Your goal: Rewrite the entries from the line with "Circle the necktie." up to and including the line with "[266,209,672,860]", substituting "van" for "truck" and keeping everything else the same.
:: Material shown ::
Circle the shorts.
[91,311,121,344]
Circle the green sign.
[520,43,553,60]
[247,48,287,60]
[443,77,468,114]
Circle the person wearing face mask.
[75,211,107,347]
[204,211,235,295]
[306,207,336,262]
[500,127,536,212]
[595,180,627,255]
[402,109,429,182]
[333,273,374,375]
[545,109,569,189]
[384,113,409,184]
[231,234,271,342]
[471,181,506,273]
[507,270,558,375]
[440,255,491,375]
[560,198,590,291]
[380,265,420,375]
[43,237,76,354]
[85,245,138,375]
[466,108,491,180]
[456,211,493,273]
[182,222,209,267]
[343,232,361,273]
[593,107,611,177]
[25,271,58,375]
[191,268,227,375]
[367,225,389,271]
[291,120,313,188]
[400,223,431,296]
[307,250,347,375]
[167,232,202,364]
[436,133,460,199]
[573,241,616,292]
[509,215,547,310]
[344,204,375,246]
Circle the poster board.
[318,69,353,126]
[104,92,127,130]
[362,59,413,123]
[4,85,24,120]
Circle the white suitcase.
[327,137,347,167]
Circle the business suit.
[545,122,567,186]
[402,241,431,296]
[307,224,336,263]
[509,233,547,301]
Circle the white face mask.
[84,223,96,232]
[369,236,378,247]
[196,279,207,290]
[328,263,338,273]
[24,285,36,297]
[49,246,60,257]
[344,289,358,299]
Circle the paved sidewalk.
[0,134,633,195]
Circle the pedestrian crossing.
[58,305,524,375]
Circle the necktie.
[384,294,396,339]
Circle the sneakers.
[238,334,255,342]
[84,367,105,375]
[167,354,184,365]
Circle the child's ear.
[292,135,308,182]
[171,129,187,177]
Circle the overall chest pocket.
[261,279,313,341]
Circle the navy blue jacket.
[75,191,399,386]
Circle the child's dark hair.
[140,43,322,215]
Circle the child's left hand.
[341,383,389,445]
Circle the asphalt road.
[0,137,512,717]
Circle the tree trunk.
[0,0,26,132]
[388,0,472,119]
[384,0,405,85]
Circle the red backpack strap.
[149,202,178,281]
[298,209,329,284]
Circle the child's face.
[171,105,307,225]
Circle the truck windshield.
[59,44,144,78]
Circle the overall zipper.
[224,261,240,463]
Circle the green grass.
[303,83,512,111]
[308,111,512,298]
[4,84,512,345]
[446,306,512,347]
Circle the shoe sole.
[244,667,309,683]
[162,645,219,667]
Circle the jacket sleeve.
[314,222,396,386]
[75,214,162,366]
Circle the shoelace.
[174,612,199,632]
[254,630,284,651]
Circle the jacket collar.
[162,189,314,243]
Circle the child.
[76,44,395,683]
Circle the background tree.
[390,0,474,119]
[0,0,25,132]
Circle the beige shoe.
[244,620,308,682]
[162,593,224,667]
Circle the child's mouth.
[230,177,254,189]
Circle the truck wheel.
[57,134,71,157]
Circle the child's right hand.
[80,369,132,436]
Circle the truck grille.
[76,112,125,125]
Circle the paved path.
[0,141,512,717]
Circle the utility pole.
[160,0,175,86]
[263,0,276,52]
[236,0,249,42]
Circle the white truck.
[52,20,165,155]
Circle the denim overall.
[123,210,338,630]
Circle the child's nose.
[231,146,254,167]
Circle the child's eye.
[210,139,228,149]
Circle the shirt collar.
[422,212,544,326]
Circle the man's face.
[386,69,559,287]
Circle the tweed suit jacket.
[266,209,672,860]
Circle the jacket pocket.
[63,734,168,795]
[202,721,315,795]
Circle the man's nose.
:::
Answer below:
Circle the necktie.
[384,294,396,339]
Circle the sneakers.
[238,334,255,342]
[84,367,105,375]
[167,354,184,365]
Circle the child's ear.
[292,135,308,182]
[171,129,187,177]
Circle the overall chest pocket.
[261,279,313,341]
Circle the navy blue jacket.
[75,191,399,386]
Circle the child's dark hair.
[140,43,322,215]
Circle the child's left hand.
[341,383,389,445]
Circle the asphalt road.
[0,137,512,717]
Circle the tree trunk.
[0,0,26,132]
[388,0,472,119]
[384,0,405,85]
Circle the red backpack strap.
[149,202,178,281]
[298,209,329,284]
Circle the child's face.
[171,105,307,225]
Circle the van windshield.
[59,44,144,78]
Circle the overall zipper.
[224,261,240,463]
Circle the green grass.
[303,83,512,111]
[308,111,512,298]
[4,84,512,345]
[446,306,512,347]
Circle the shoe sole.
[244,667,309,683]
[162,645,219,667]
Circle the jacket sleeve.
[314,222,396,386]
[75,214,162,366]
Circle the shoelace.
[174,612,199,632]
[254,630,284,651]
Circle the jacket collar.
[162,189,314,243]
Circle the child.
[76,44,395,683]
Circle the background tree.
[390,0,474,119]
[0,0,25,132]
Circle the beige shoe.
[244,620,308,682]
[162,593,224,667]
Circle the child's mouth.
[230,177,254,189]
Circle the van wheel.
[57,134,71,157]
Circle the child's right hand.
[80,369,132,436]
Circle the van grille.
[76,112,125,125]
Circle the paved path.
[0,141,512,717]
Circle the utility pole.
[160,0,175,86]
[263,0,276,52]
[236,0,249,42]
Circle the white van.
[52,20,165,155]
Circle the denim overall.
[123,210,338,630]
Circle the child's nose.
[231,146,254,167]
Circle the child's eye.
[210,139,228,149]
Circle the shirt collar.
[422,212,544,326]
Circle the man's face.
[386,69,559,287]
Circle the tweed suit jacket.
[266,209,672,860]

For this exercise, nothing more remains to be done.